▸ **DATASET ENTRIES**
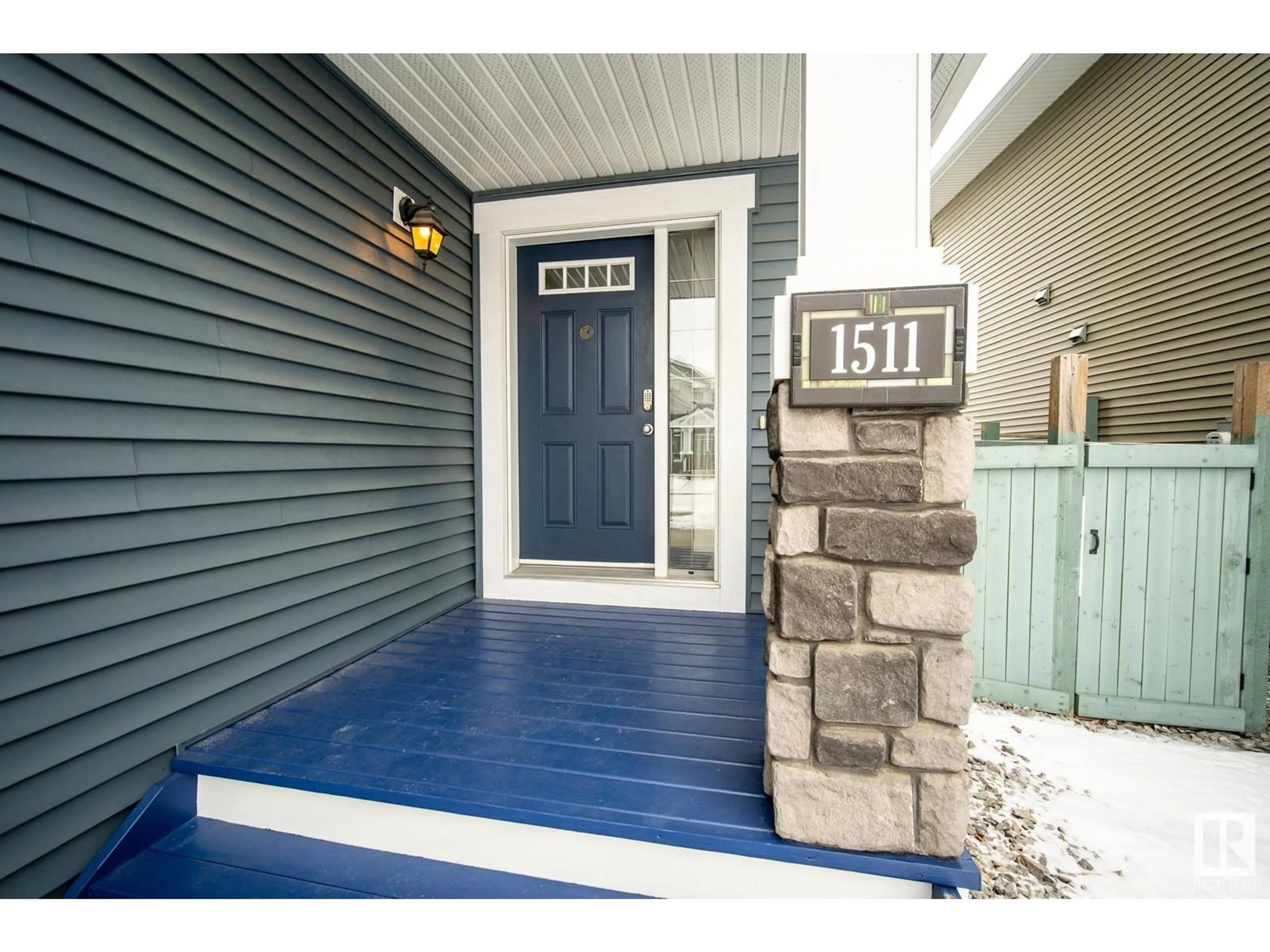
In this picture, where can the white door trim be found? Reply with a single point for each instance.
(608, 213)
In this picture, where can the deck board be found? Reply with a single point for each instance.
(644, 724)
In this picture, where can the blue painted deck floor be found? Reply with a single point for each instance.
(646, 724)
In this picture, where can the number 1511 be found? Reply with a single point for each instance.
(870, 355)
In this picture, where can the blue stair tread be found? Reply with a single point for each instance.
(213, 860)
(449, 757)
(452, 778)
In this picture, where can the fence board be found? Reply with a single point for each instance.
(978, 568)
(1173, 455)
(1090, 633)
(1024, 456)
(1223, 719)
(1133, 587)
(1040, 636)
(1208, 571)
(1160, 555)
(1182, 587)
(1154, 621)
(1024, 696)
(997, 563)
(1113, 584)
(1019, 609)
(1230, 617)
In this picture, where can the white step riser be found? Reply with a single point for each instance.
(585, 858)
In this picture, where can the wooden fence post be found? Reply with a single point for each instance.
(1250, 423)
(1069, 389)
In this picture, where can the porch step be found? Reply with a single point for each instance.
(213, 860)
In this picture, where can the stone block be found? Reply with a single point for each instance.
(842, 809)
(789, 719)
(948, 682)
(930, 537)
(806, 429)
(789, 659)
(887, 636)
(948, 456)
(850, 747)
(795, 529)
(867, 685)
(916, 601)
(850, 479)
(816, 600)
(943, 813)
(887, 436)
(929, 747)
(769, 584)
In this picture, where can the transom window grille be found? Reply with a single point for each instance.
(581, 277)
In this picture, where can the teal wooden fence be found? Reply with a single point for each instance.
(1155, 607)
(1015, 497)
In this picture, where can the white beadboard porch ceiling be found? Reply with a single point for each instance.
(507, 120)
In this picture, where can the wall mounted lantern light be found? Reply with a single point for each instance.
(426, 228)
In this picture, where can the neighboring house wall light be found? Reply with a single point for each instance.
(426, 228)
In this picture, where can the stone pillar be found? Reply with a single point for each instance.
(868, 678)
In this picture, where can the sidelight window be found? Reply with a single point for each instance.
(694, 381)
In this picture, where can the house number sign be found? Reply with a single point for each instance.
(891, 347)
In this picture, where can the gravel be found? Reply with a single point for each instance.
(1004, 834)
(1002, 837)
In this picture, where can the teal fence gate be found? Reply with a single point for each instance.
(1150, 622)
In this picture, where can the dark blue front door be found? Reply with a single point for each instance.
(586, 358)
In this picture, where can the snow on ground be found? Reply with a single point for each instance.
(1048, 794)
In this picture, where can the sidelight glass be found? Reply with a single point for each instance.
(694, 379)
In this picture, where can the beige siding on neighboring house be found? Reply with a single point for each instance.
(1142, 197)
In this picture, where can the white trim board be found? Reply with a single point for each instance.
(544, 852)
(609, 213)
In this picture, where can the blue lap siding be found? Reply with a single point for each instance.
(235, 417)
(773, 258)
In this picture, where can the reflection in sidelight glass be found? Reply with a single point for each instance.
(694, 381)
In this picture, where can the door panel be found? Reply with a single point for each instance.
(558, 485)
(585, 358)
(557, 375)
(615, 362)
(616, 485)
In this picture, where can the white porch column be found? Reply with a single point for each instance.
(868, 678)
(865, 182)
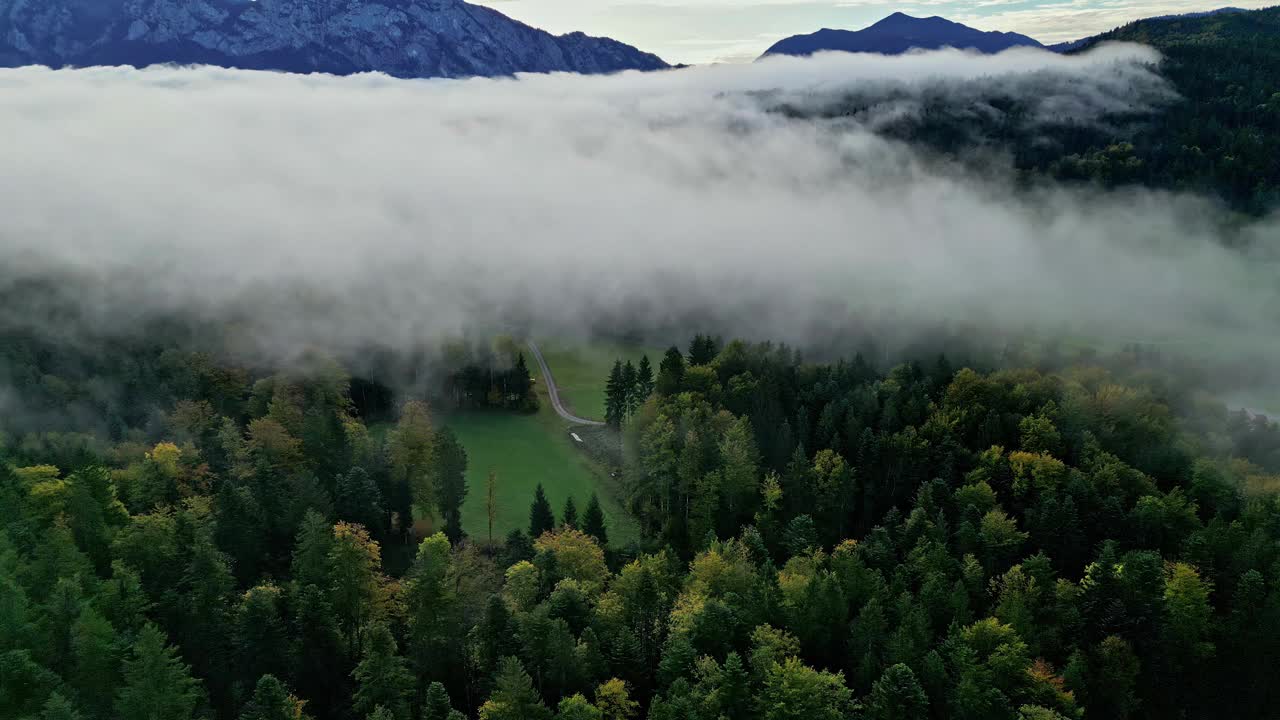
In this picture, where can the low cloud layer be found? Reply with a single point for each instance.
(351, 212)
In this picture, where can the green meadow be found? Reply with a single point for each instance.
(581, 370)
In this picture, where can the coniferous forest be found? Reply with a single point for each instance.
(1086, 538)
(229, 300)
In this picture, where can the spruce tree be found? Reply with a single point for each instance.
(593, 522)
(671, 372)
(449, 483)
(570, 513)
(540, 516)
(897, 696)
(615, 397)
(630, 390)
(513, 696)
(158, 684)
(270, 701)
(382, 677)
(644, 378)
(437, 705)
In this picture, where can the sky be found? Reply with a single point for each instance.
(737, 31)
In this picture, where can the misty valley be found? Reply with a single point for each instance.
(397, 360)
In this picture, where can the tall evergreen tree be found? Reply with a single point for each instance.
(382, 677)
(702, 350)
(437, 705)
(671, 372)
(158, 686)
(630, 390)
(897, 696)
(593, 522)
(615, 397)
(570, 513)
(644, 379)
(513, 696)
(58, 707)
(449, 481)
(272, 701)
(540, 516)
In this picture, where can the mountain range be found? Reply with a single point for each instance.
(899, 33)
(400, 37)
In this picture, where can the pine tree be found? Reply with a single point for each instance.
(272, 701)
(382, 677)
(671, 372)
(703, 350)
(58, 707)
(540, 516)
(156, 684)
(644, 378)
(897, 696)
(615, 701)
(593, 522)
(630, 390)
(437, 705)
(513, 696)
(570, 513)
(521, 383)
(615, 397)
(449, 482)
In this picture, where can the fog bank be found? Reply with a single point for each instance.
(347, 212)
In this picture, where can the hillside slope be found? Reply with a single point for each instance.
(400, 37)
(899, 33)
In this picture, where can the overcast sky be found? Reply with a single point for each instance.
(707, 31)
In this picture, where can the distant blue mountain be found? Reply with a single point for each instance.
(1084, 41)
(899, 33)
(400, 37)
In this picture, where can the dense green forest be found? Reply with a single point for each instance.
(1217, 137)
(1072, 538)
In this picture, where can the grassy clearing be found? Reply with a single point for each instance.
(526, 450)
(581, 370)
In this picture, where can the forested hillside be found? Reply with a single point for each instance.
(1082, 538)
(1219, 133)
(1223, 136)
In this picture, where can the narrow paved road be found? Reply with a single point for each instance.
(554, 392)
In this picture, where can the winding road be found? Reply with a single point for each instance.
(554, 392)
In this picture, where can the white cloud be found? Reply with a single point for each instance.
(704, 31)
(346, 212)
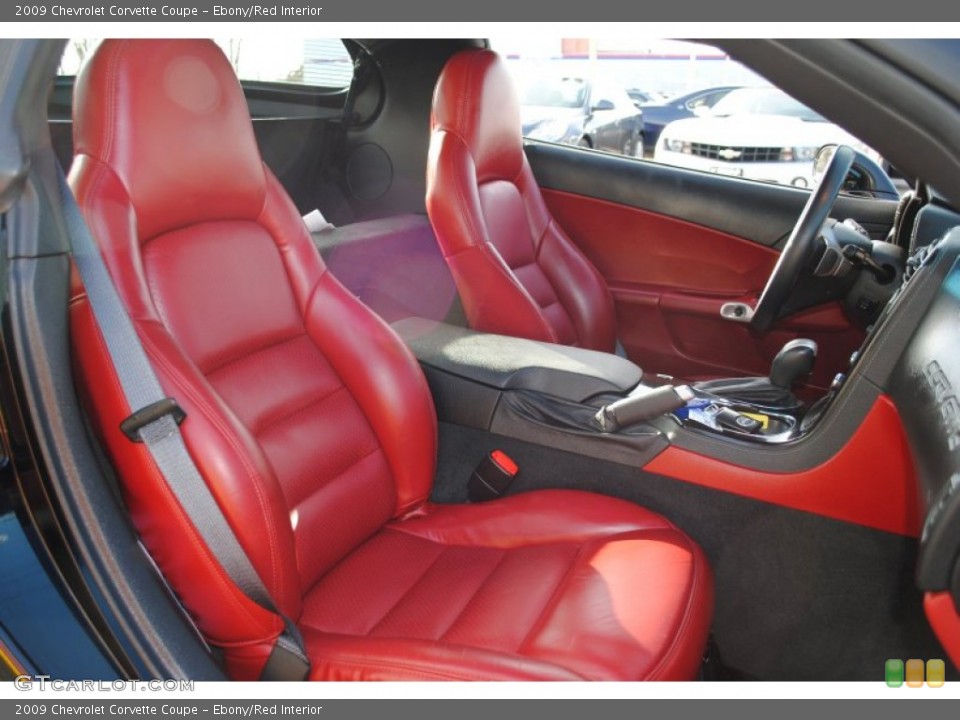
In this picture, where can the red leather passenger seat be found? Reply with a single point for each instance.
(516, 270)
(314, 428)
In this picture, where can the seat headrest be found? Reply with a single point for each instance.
(475, 99)
(169, 119)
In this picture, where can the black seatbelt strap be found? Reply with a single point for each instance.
(155, 422)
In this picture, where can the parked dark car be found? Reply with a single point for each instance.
(658, 115)
(576, 108)
(822, 529)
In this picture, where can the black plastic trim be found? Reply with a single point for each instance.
(760, 212)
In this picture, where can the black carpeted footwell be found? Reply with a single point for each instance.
(799, 596)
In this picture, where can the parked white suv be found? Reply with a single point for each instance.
(759, 133)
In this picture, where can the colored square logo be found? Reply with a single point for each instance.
(914, 673)
(936, 673)
(893, 672)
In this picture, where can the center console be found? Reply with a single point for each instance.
(593, 403)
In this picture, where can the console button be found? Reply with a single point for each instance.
(729, 418)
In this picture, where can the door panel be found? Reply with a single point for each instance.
(671, 273)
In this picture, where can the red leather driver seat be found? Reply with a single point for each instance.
(314, 428)
(516, 270)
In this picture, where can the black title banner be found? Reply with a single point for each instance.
(749, 15)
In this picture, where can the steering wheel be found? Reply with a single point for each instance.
(802, 240)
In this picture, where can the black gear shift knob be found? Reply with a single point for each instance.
(794, 360)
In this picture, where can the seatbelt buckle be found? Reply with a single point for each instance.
(154, 411)
(492, 477)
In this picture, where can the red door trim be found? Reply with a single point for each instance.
(871, 481)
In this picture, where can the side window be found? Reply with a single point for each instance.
(320, 63)
(717, 116)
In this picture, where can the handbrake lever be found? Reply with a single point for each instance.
(641, 407)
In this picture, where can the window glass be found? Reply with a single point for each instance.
(323, 63)
(682, 103)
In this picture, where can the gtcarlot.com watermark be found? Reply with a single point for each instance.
(42, 683)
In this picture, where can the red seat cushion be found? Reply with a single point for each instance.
(550, 585)
(313, 426)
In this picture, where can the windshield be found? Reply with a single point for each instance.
(552, 91)
(763, 101)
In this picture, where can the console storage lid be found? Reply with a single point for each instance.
(509, 363)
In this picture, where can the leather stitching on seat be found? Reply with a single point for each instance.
(273, 422)
(473, 596)
(214, 418)
(250, 353)
(697, 572)
(552, 603)
(399, 600)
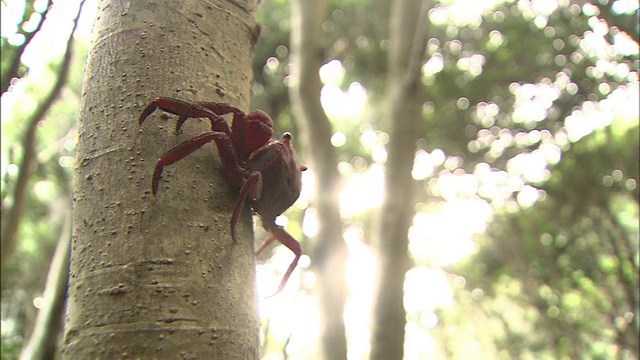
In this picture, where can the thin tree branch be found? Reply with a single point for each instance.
(11, 222)
(43, 340)
(14, 67)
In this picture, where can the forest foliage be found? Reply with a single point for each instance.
(525, 233)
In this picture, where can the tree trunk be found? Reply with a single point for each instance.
(160, 277)
(408, 21)
(329, 255)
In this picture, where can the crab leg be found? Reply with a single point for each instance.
(252, 187)
(287, 240)
(180, 151)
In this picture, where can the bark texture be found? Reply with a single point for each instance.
(159, 277)
(329, 255)
(408, 21)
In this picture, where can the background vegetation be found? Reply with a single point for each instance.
(524, 239)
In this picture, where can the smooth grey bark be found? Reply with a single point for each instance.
(160, 277)
(330, 252)
(408, 42)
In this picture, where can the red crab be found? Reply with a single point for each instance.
(266, 169)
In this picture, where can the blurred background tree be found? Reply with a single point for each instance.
(524, 236)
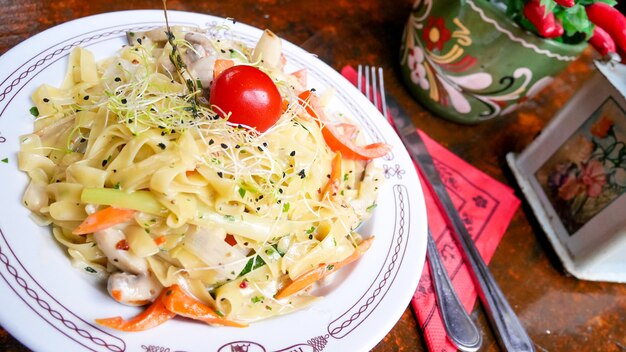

▸ **WRITTEN PROBLEM**
Determine how many lines in the rows above contain the string "sidelight". Reply with the number alone.

▸ **RESULT**
3